WRITTEN PROBLEM →
Please copy everything from the line containing "Each instance of the wall" down to the line containing "[[569, 330]]", changing "red ceramic pot" to "red clay pot" and leaving the rest untouched.

RECORD EXTRACTS →
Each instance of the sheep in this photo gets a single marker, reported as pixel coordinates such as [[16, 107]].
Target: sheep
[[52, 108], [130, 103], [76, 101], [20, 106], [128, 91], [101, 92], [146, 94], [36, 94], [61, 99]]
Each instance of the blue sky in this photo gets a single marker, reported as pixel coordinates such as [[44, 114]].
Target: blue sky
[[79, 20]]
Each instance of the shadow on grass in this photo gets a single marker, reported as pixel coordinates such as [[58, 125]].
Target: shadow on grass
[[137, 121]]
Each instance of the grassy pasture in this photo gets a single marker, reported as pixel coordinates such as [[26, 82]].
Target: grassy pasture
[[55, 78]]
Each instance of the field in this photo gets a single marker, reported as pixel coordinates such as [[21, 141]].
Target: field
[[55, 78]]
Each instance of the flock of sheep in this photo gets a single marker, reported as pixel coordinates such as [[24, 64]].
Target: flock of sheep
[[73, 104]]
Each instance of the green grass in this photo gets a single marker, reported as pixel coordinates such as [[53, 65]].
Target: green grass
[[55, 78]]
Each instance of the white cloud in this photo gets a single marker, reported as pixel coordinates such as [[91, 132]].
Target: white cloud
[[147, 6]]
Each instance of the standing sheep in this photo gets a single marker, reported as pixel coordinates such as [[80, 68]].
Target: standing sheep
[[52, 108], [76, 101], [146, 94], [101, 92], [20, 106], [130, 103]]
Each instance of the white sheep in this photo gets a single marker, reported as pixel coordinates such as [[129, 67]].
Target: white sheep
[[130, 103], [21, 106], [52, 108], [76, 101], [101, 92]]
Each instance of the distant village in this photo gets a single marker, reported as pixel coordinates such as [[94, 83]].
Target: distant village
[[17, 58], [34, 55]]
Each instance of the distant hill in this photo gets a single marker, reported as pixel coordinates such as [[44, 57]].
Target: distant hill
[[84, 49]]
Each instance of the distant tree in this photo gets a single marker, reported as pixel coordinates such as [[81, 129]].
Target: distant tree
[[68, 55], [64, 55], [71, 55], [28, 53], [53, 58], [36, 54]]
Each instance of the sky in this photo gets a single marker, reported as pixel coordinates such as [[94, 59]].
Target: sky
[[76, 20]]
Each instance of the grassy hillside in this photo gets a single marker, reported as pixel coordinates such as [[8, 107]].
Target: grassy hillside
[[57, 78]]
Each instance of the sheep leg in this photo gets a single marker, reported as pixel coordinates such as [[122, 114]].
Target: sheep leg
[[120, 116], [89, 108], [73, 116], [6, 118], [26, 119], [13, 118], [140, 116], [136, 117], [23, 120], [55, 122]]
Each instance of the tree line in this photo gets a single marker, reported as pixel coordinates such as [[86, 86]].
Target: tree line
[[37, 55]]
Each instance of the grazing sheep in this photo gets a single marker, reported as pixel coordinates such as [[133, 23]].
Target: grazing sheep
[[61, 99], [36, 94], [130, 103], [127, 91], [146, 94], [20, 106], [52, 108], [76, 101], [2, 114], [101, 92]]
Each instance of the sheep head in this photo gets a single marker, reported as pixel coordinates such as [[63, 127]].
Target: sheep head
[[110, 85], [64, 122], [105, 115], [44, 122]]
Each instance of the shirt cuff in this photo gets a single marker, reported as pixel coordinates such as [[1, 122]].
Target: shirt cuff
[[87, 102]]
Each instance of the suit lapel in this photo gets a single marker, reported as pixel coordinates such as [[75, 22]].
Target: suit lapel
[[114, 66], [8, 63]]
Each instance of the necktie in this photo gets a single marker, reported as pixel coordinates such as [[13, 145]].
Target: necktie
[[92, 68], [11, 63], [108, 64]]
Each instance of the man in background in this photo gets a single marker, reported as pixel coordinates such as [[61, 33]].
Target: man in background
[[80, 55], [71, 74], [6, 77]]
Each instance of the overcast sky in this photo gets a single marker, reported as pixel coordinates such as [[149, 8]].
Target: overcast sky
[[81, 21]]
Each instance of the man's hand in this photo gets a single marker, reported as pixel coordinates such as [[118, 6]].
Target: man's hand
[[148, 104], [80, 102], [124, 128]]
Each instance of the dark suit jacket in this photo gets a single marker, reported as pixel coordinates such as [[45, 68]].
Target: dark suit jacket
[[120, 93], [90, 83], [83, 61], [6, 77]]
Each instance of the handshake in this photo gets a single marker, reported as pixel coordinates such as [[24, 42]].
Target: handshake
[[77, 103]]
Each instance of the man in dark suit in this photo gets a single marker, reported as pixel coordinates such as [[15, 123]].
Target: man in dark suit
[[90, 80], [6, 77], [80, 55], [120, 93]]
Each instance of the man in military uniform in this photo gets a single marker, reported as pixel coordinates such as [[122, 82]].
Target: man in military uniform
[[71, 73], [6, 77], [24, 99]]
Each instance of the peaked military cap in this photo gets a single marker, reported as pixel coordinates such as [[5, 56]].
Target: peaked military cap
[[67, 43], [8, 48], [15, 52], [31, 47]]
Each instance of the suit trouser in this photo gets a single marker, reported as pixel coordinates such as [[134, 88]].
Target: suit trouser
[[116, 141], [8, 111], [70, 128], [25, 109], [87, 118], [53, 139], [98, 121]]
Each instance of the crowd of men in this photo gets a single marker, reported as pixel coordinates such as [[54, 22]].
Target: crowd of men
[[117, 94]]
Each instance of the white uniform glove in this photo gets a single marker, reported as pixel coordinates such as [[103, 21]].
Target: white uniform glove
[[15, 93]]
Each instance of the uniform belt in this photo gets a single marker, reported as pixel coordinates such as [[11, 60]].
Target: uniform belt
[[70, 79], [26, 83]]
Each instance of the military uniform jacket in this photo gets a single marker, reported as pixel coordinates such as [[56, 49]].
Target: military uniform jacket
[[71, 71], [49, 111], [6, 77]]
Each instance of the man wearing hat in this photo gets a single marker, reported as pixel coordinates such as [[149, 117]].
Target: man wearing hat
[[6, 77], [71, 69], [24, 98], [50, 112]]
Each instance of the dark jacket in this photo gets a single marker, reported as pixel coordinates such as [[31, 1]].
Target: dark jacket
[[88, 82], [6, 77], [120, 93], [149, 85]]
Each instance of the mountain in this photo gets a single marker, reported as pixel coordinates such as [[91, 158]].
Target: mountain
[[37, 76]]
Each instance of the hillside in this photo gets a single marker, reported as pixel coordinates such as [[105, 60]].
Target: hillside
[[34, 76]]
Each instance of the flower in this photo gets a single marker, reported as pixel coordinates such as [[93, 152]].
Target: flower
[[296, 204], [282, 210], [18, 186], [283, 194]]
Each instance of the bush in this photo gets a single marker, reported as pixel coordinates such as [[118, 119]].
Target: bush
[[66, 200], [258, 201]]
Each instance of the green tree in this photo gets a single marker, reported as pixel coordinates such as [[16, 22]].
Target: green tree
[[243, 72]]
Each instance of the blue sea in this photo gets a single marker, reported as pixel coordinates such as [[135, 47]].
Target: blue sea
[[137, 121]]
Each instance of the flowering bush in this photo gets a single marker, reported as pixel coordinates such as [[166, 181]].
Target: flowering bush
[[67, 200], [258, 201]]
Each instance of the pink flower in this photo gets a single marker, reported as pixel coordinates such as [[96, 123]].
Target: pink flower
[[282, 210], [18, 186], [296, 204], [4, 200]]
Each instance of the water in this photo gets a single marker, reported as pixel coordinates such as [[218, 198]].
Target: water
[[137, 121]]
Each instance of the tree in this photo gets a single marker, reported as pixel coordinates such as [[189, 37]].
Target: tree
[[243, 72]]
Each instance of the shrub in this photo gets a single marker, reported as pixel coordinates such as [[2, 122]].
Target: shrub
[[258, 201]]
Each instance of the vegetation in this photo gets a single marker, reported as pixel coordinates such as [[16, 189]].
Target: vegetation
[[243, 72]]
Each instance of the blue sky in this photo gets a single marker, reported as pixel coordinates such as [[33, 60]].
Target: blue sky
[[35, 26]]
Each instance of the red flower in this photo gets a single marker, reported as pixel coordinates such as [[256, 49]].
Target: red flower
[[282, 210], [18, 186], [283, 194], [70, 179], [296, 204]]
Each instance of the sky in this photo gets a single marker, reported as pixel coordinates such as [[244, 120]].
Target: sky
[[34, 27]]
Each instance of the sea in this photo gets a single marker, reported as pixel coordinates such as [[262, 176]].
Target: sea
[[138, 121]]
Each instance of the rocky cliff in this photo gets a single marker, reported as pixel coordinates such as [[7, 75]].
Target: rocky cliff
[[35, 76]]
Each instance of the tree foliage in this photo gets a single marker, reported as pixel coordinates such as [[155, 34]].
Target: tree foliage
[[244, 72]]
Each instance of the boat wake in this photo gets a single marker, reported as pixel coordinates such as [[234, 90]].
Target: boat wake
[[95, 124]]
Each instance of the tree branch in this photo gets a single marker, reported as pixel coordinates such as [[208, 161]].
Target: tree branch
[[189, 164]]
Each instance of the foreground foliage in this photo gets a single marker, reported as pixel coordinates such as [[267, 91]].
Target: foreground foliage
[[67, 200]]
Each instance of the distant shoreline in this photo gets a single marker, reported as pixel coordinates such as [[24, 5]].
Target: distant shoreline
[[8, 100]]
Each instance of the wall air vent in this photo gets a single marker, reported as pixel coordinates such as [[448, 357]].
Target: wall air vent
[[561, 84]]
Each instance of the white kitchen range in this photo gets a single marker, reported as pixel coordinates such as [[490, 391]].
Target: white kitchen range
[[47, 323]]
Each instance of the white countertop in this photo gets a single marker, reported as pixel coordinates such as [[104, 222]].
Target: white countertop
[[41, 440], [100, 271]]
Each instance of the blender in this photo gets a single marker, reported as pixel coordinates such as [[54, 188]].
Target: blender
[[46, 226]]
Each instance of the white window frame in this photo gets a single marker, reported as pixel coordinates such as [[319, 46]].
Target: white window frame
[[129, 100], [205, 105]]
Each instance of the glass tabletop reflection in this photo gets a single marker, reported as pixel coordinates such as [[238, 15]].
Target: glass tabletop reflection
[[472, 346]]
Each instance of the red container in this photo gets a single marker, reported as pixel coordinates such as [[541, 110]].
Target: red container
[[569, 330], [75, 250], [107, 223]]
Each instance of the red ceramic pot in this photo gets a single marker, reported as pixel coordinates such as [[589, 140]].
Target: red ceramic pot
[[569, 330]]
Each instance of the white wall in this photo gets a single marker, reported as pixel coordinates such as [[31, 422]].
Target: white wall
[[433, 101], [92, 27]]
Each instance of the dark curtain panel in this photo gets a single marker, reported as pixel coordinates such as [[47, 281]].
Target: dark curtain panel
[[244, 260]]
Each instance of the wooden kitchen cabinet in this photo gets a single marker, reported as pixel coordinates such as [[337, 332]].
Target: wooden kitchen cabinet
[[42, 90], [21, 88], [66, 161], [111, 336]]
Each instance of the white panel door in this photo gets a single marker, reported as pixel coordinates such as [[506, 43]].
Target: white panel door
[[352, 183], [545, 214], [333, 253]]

TASK OUTPUT →
Each instance of the wall air vent in this photo gets a single marker, reported as pixel coordinates such as [[448, 357]].
Target: wall air vent
[[561, 84]]
Each instance of the white kitchen range in this photo gets a single marker, reported as pixel coordinates such as [[490, 391]].
Target: white kitchen range
[[47, 323]]
Each instance of the white countertop in this photo gets a single marker, reported as pixel coordinates such as [[104, 222]].
Target: white countertop
[[41, 440], [100, 271]]
Each instance of the blender in this photo gets a single marker, reported as pixel coordinates such as [[54, 188]].
Target: blender
[[46, 226]]
Each instance of the white window frame in this photo gets a single marker, reported as pixel coordinates such as [[319, 46]].
Target: white window frame
[[129, 100], [205, 105]]
Each instance of the glass tabletop reflection in this photo gets a single marker, reported as pixel coordinates such as [[238, 15]].
Target: glass tabletop reflection
[[472, 346]]
Each instance of the red container in this photo gets a single marker, reported as pixel coordinates such as [[541, 110]].
Target: red container
[[569, 330], [75, 250], [107, 223]]
Each instance of the red clay pot in this photo gets a single marker, reported as pixel coordinates such as [[589, 140]].
Target: red clay pot
[[569, 330]]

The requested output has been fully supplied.